• Text for analysis:
★ ★ ★ ★ ★

Athletes have been shown to have elevated levels of glutamine which may represent a positive adaptation to a well designed and graded training program. However, a number of studies have suggested low levels in athletes with over training. This may well be due to detrimental effect of excess stress of overtraining or shifting of balance in the favour of increased utilisation rather than synthesis of glutamine.
Physiology of the response to exercise
It has been suggested that exercise causes a response similar to an immune reaction, albeit of a smaller degree as compared to sepsis. This has been postulated from increased plasma levels of the markers of exercise. These are: infiltration by cells of the immune system like neutrophils within a few minutes of initiation of exercise and macrophages which follow subsequently. Activation of these cells follows with a resultant release of acute phase reactants and proinflammatory cytokines like IL-1, IL-6 and TNF-?. The net effect of all these processes is that there is stimulation of the complement, coagulation and the fibrinolytic system. Also, there is suppression of the circulating levels of NK cells as well as the NK cell activity to up to seven days. The leucocytes displayed a gradual but definite increase in their propensity for apoptosis during and following exercise. This was shown by TC Tuan et al by showing a causal relationship between mitochondrial transmembrane potential and raised pro-inflammatory mediators.
Studies have been conducted in the hope that the alteration in the immune parameters from a resting state can be used to know when an athlete is getting overtrained. This might allow athletes to train to the optimum without risking overstretching themselves and thus affecting performance. However, it is difficult to simulate overtraining in an individual because ethically an athlete cannot be asked to push himself/herself to the limits of causing injury. In a study carried out in 1992, distance runners, were already training hard were deliberately asked to train harder by 38% for 3 weeks. It was observed that the resting mitogen induced lymphocyte proliferation increased. Also, the helper to suppressor cell ratio and the mitogen induced synthesis of immunoglobulins decreased.

★ ★ ★ ★ ★

• Information given:
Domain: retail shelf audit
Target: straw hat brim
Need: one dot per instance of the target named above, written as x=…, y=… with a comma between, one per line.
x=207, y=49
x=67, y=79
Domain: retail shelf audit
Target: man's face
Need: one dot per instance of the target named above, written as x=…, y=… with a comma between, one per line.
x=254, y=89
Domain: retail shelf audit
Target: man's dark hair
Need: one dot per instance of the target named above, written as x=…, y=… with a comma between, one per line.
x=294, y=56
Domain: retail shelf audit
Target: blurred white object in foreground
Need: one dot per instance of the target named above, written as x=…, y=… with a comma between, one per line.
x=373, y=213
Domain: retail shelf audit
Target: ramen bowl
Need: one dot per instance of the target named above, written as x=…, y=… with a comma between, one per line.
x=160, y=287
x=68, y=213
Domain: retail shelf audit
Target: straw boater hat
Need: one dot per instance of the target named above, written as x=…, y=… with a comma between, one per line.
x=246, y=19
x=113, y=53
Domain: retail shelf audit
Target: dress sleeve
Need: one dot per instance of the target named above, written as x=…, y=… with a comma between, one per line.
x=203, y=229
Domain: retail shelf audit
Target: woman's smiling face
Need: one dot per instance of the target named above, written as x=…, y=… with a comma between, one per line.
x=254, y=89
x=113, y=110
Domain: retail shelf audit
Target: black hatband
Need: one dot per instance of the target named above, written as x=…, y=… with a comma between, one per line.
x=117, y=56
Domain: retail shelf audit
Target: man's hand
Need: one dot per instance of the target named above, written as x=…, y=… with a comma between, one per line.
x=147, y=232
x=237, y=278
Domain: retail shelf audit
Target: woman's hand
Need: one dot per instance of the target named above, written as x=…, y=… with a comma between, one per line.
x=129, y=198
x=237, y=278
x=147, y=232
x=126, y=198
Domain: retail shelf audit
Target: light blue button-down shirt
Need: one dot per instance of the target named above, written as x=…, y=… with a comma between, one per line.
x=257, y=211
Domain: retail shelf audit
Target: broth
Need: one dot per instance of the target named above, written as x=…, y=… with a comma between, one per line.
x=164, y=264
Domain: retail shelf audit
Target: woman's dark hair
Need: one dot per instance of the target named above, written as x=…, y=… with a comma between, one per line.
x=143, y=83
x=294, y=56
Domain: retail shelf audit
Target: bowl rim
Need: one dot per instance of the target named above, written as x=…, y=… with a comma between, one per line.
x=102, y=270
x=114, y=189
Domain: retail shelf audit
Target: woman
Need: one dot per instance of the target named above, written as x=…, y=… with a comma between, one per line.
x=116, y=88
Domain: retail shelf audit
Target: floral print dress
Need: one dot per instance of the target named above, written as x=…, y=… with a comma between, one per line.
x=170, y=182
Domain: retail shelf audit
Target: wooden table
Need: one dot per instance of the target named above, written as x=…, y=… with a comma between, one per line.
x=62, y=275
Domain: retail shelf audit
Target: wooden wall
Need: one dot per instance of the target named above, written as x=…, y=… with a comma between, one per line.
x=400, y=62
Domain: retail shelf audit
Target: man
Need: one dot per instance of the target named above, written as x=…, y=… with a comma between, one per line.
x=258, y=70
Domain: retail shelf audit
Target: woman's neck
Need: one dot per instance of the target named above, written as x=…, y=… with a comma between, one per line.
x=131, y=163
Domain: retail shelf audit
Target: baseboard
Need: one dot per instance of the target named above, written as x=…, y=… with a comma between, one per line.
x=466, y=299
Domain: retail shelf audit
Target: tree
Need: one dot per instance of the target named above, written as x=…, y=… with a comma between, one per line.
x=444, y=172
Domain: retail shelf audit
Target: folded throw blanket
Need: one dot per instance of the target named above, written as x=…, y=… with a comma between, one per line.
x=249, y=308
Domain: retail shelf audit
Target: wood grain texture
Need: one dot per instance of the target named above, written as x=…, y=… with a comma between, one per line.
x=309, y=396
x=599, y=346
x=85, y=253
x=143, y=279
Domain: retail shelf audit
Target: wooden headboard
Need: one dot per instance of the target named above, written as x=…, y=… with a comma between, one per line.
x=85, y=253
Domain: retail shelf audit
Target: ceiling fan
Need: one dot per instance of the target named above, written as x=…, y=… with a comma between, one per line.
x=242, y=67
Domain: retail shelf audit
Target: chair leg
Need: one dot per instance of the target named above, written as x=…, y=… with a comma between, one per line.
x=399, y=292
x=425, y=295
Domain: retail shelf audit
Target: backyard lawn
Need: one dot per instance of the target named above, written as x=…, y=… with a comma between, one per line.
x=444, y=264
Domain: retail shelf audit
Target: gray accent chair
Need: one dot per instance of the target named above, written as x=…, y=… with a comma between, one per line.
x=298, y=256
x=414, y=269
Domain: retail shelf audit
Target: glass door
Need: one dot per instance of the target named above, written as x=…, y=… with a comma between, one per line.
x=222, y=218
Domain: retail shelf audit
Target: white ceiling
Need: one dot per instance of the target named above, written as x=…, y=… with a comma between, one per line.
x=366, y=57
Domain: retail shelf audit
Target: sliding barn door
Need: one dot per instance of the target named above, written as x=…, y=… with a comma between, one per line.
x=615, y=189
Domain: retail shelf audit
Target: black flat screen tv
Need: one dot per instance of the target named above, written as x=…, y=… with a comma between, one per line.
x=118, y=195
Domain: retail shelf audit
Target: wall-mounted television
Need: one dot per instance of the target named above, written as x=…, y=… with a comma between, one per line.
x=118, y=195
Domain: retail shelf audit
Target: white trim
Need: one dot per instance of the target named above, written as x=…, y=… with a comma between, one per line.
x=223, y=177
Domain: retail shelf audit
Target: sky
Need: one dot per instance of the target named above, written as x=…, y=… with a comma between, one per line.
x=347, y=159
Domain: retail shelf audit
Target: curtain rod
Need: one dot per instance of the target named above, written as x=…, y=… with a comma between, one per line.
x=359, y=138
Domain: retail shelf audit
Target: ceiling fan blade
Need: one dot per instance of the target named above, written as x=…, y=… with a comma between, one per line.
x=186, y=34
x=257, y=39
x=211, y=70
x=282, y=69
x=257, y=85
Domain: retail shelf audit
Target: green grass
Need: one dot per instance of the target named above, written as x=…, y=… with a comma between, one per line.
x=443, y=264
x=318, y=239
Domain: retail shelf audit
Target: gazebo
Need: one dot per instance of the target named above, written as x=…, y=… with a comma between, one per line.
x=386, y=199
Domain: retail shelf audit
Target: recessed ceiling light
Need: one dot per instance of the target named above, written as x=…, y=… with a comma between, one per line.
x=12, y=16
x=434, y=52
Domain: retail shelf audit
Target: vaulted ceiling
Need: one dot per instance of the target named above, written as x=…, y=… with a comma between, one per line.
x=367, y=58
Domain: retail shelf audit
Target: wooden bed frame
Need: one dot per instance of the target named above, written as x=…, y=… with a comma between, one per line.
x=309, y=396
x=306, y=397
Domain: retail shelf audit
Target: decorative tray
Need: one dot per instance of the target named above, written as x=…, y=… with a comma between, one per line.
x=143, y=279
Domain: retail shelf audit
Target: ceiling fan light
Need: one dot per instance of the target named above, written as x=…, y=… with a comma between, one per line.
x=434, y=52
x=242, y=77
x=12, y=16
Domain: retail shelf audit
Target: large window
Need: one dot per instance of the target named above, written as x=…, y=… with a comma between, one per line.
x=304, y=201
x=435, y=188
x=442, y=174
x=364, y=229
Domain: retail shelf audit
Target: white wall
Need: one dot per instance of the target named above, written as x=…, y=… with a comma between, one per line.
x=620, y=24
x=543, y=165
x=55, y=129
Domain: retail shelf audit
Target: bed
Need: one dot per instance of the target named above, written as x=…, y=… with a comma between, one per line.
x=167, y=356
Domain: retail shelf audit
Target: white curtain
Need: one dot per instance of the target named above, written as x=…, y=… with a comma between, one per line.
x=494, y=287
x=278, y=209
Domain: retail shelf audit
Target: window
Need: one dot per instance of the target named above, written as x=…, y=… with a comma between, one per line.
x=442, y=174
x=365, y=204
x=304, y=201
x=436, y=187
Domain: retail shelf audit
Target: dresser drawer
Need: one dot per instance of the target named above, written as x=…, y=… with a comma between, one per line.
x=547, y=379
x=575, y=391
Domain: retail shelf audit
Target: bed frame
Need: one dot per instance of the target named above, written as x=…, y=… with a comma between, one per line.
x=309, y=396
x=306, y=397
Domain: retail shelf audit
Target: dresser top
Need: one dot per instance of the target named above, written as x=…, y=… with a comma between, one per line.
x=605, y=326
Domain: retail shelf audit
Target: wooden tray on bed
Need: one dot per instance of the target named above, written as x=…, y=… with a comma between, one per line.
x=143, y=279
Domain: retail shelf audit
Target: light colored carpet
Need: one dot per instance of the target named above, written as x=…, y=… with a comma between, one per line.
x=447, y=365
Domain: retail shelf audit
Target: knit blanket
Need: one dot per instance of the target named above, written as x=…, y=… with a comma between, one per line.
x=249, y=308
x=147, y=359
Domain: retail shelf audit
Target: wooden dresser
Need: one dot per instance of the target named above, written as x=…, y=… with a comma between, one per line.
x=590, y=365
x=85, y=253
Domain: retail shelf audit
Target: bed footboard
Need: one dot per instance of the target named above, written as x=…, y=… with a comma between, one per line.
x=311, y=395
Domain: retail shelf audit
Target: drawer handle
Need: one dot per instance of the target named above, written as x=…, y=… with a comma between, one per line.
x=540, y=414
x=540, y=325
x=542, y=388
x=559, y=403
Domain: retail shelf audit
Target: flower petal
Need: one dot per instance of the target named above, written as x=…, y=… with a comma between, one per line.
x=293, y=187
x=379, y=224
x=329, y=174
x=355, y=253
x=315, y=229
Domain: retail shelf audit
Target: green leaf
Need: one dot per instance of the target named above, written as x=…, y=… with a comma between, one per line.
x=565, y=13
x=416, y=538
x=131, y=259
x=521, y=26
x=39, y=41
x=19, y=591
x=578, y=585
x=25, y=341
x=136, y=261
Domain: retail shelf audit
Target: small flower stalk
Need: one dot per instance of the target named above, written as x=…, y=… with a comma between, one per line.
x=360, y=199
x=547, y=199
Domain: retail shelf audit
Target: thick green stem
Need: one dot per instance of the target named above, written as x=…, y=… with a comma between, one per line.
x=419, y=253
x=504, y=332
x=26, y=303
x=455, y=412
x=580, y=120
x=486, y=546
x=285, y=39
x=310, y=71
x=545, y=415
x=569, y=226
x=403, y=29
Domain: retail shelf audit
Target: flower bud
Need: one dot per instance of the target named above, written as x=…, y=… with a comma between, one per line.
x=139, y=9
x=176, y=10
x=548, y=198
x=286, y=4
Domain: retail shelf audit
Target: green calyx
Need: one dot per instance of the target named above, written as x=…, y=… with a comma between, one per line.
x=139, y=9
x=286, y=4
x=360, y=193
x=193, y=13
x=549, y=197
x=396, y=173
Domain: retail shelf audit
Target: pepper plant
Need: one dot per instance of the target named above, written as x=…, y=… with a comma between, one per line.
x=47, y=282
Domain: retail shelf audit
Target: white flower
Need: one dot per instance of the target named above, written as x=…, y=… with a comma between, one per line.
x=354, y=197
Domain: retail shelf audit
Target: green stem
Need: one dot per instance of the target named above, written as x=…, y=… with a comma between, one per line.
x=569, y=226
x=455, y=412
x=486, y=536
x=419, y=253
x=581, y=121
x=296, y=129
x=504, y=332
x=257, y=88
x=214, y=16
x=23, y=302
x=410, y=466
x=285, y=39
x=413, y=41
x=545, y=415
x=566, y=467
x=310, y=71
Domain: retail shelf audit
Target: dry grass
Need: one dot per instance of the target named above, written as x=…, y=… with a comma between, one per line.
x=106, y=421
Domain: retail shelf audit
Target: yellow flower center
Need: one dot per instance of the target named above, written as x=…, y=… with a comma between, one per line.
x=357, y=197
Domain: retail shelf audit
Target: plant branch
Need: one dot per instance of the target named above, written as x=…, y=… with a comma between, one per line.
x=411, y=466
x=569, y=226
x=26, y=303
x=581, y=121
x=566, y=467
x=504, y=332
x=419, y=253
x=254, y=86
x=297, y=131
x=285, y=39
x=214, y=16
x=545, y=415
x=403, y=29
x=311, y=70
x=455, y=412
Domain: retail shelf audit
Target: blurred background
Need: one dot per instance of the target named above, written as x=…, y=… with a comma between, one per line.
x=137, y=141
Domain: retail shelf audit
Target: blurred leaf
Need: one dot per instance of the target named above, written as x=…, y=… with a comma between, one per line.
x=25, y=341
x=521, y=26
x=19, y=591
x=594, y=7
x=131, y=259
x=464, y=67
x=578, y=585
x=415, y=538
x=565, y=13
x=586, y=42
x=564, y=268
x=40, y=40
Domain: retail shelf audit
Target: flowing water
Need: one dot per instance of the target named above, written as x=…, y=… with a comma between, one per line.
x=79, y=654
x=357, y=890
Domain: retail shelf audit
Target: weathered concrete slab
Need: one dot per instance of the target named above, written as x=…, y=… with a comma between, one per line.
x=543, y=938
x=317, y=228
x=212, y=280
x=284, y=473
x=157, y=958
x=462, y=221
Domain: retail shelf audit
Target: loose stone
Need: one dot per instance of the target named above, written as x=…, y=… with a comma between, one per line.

★ ★ ★ ★ ★

• Description of the task: In the text on exercise and the immune system, turn the paragraph beginning "Studies have been conducted in the hope" into a short bulleted list that keeps its main facts.

• Solution to this problem:
- Studies have examined whether changes in immune parameters from the resting state can show when an athlete is becoming overtrained.
- Such a sign could let athletes train to the optimum without overstretching themselves and harming performance.
- Overtraining is hard to simulate, because an athlete cannot ethically be asked to push to the point of injury.
- In a 1992 study, distance runners who were already training hard increased their training by 38% for 3 weeks.
- Resting mitogen-induced lymphocyte proliferation increased.
- The helper-to-suppressor cell ratio and mitogen-induced immunoglobulin synthesis decreased.